Copy every line of the data below word for word, from first to last.

— start —

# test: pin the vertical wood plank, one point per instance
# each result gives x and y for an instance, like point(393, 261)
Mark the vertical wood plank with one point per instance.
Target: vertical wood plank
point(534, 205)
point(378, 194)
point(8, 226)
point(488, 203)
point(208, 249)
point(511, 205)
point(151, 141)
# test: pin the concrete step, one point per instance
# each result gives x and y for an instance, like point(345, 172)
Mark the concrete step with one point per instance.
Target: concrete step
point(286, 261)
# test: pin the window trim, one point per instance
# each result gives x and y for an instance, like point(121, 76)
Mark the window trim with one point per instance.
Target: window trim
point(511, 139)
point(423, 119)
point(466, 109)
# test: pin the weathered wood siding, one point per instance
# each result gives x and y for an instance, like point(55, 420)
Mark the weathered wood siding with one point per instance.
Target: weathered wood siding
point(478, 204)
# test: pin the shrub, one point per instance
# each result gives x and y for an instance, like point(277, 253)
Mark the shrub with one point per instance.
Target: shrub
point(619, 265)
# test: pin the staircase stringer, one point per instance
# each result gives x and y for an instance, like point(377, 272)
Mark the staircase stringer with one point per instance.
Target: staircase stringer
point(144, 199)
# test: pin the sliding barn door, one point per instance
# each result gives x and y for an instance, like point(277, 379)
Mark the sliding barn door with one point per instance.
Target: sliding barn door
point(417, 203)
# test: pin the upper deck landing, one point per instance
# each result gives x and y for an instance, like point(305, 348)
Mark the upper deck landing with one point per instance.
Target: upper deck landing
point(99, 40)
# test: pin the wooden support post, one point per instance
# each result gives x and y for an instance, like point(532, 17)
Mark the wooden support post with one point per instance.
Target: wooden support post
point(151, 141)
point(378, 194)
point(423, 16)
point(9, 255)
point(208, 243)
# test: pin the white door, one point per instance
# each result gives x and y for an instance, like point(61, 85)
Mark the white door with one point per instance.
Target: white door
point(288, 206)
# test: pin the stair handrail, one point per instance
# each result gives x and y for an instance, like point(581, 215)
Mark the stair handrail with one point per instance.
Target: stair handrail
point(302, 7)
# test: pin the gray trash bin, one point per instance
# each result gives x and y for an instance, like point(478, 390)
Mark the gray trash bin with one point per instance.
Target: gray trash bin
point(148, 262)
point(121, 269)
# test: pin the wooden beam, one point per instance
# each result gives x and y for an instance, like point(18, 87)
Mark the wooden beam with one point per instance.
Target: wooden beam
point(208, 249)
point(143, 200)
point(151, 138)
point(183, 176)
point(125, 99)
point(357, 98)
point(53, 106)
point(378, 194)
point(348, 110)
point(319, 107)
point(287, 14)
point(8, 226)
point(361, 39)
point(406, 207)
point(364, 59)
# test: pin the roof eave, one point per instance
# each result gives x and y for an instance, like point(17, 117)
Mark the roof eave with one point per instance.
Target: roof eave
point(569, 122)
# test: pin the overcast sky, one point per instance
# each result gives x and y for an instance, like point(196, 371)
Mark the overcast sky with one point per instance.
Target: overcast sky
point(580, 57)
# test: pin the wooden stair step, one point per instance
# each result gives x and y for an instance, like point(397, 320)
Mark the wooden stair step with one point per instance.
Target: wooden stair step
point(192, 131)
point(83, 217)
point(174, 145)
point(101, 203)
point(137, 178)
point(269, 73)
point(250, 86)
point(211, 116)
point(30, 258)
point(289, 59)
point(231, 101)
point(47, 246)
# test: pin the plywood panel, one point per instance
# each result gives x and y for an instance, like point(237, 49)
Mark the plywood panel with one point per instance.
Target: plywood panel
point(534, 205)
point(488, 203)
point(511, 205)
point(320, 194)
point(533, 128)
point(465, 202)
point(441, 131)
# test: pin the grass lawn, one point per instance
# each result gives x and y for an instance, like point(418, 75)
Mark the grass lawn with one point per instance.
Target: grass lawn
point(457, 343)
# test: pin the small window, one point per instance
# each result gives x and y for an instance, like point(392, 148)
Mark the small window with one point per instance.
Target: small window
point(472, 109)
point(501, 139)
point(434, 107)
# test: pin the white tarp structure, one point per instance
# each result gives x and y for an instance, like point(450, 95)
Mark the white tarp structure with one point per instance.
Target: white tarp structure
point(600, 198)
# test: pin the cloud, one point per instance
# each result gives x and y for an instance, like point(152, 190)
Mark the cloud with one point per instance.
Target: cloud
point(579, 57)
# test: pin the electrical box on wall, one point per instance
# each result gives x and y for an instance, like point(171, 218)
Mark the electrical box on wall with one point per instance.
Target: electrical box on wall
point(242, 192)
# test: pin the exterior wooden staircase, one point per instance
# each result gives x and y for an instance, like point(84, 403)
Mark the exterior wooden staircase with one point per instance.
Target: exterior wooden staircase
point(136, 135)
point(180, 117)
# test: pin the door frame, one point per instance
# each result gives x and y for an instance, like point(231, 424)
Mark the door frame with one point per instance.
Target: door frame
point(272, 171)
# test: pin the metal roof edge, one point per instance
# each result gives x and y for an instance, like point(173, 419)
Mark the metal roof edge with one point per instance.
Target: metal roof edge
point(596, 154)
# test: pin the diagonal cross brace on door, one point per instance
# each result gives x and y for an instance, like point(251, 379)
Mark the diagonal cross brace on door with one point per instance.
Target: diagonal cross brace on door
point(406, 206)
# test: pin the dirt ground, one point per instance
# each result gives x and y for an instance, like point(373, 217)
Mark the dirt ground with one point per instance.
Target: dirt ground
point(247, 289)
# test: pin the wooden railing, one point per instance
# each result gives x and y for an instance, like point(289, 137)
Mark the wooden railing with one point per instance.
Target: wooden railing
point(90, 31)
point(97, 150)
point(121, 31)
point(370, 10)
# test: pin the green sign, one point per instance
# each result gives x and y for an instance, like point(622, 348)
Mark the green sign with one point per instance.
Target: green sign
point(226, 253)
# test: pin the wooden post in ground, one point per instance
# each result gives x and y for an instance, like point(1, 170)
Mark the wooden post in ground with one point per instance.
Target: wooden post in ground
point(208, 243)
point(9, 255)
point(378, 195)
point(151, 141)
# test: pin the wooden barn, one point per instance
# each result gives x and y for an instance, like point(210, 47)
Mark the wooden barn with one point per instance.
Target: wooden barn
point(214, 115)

— end —

* Final result:
# test: pin the vertical wood plank, one point per instance
# each result gives x and y for an instance, like point(393, 261)
Mark the vertical wood plank with one point per instance.
Target: vertical wood plank
point(534, 205)
point(378, 194)
point(8, 226)
point(488, 203)
point(208, 249)
point(511, 205)
point(151, 141)
# test: pin the concrete step, one point per instance
# each result gives x and y for an instance, like point(345, 172)
Mark the concrete step with one point per instance.
Target: concrete step
point(286, 261)
# test: pin the window trim, one point per instance
# each result gives x and y for an instance, like point(121, 76)
Mark the window trim with one point per instance.
Target: window trim
point(511, 139)
point(423, 119)
point(466, 109)
# test: pin the weathered wood siding, one point per instance
# each result gives x and y for an instance, like point(55, 420)
Mark the weathered wood siding with one point per instance.
Target: weathered wood siding
point(478, 204)
# test: pin the shrub, one point per instance
# each result gives x and y for an instance, like point(277, 253)
Mark the shrub with one point per instance.
Target: shrub
point(619, 265)
# test: pin the staircase stringer, one point per instance
# each result gives x and y for an instance, like point(377, 272)
Mark the staircase stringer with one point per instance.
Target: staircase stringer
point(144, 199)
# test: pin the sliding barn door, one point per instance
# each result gives x and y for an instance, like point(277, 379)
Mark the sliding barn door with one point per instance.
Target: sliding barn door
point(417, 203)
# test: pin the upper deck landing, one point per instance
# each result gives x and y for an instance, like point(305, 348)
Mark the upper deck landing with one point per instance.
Target: upper deck landing
point(99, 40)
# test: pin the wooden support post, one point per instance
# each result gives x and y for an instance, like point(532, 17)
Mark the wooden support post with one point per instance.
Target: wooden support post
point(151, 141)
point(378, 194)
point(423, 16)
point(9, 255)
point(208, 243)
# test: pin the white door, one point per instance
# each result gives x and y for an instance, like point(61, 85)
Mark the white door with one point per instance.
Target: white door
point(288, 206)
# test: pin the stair handrail, one point per instance
# each result gives x and y for an instance, like point(581, 215)
Mark the stair handrail with one point per instance.
Target: stair handrail
point(302, 7)
# test: pin the gray trash bin, one point per instance
# each result gives x and y for an instance, like point(478, 390)
Mark the gray trash bin with one point per instance.
Target: gray trash bin
point(148, 262)
point(121, 269)
# test: pin the wooden beam, one point per instance
# each result gives x and y for an instance, like point(18, 87)
Mark the wooden beam with one point per instance.
Target: wooden beam
point(208, 249)
point(143, 200)
point(151, 138)
point(183, 176)
point(125, 99)
point(357, 98)
point(53, 106)
point(378, 194)
point(348, 110)
point(319, 107)
point(287, 14)
point(8, 226)
point(361, 39)
point(406, 207)
point(364, 59)
# test: pin the roof eave, one point per instance
# each result gives x and y for an instance, like point(17, 117)
Mark the roof eave with one point per instance.
Target: roof eave
point(569, 122)
# test: pin the overcast sky, one point per instance
# each result gives x and y for an instance, like point(196, 371)
Mark the overcast sky with one point per instance.
Target: overcast sky
point(580, 57)
# test: pin the wooden stair step, one point per instance
# each result gives x and y for an instance, like point(397, 320)
Mark the wooden stair step with one point per instance.
Target: wooden stair step
point(192, 131)
point(83, 217)
point(174, 145)
point(101, 203)
point(137, 178)
point(269, 73)
point(250, 86)
point(211, 116)
point(30, 258)
point(289, 59)
point(231, 101)
point(47, 246)
# test: pin the plywood panel, one point per instance
# each result gives x and y for an instance, like point(237, 49)
Mark the plywood panel with one point per instance.
Target: plywood panel
point(534, 205)
point(488, 203)
point(511, 205)
point(320, 194)
point(533, 128)
point(465, 202)
point(441, 131)
# test: pin the grass lawn, one point per instance
# each result gives x and y for an instance, like point(418, 75)
Mark the grass lawn with one point per instance.
Target: grass lawn
point(457, 343)
# test: pin the small window, one point per instance
# each result gives x and y for an instance, like point(392, 148)
Mark the small window with one point per instance.
Target: small window
point(472, 109)
point(501, 139)
point(434, 107)
# test: pin the white tarp structure, one point per instance
# each result gives x and y for an instance, like point(450, 95)
Mark the white tarp structure with one point per instance.
Target: white tarp structure
point(600, 198)
# test: pin the cloud, one point per instance
# each result gives x and y for an instance, like point(152, 190)
Mark the cloud with one point per instance.
Target: cloud
point(579, 57)
# test: pin the electrical box on wall, one point per instance
# each result gives x and y for an instance, like point(171, 218)
Mark the electrical box on wall with one point per instance.
Target: electrical box on wall
point(242, 192)
# test: pin the exterior wooden staircase, one point per instance
# each result gives x and y for an instance, like point(84, 403)
Mark the exterior wooden staircase with one point per instance.
Target: exterior wooden staircase
point(136, 135)
point(180, 117)
# test: pin the door frame, one point per instance
# each result gives x and y for an instance, like point(231, 424)
Mark the door frame with one point per instance.
Target: door frame
point(272, 171)
# test: pin the metal roof edge, one point per instance
# each result gives x and y for an instance, like point(173, 419)
Mark the metal roof edge with one point per instance.
Target: metal roof edge
point(596, 154)
# test: pin the diagonal cross brace on door, one point per instance
# each result gives x and y for an instance, like point(251, 379)
Mark the diagonal cross brace on door with one point per instance.
Target: diagonal cross brace on door
point(406, 206)
# test: pin the dirt ground, one point per instance
# each result gives x and y for an instance, like point(373, 217)
Mark the dirt ground with one point per instance.
Target: dirt ground
point(247, 289)
# test: pin the wooden railing, one point per instance
# each result gives x and y for an instance, like point(289, 137)
Mark the wooden railing with one point per instance.
Target: wooden railing
point(90, 31)
point(97, 150)
point(121, 31)
point(370, 10)
# test: pin the green sign, one point per instance
# each result gives x and y for an instance, like point(622, 348)
Mark the green sign with one point per instance.
Target: green sign
point(226, 253)
# test: pin the wooden post in ground, one point per instance
# each result gives x and y for an instance, like point(1, 170)
Mark the wooden post in ground with one point per instance.
Target: wooden post in ground
point(208, 243)
point(9, 255)
point(378, 195)
point(151, 141)
# test: pin the wooden barn, one point per instance
# each result gives x and y for an instance, like point(210, 47)
Mark the wooden barn with one point per instance.
Target: wooden barn
point(214, 115)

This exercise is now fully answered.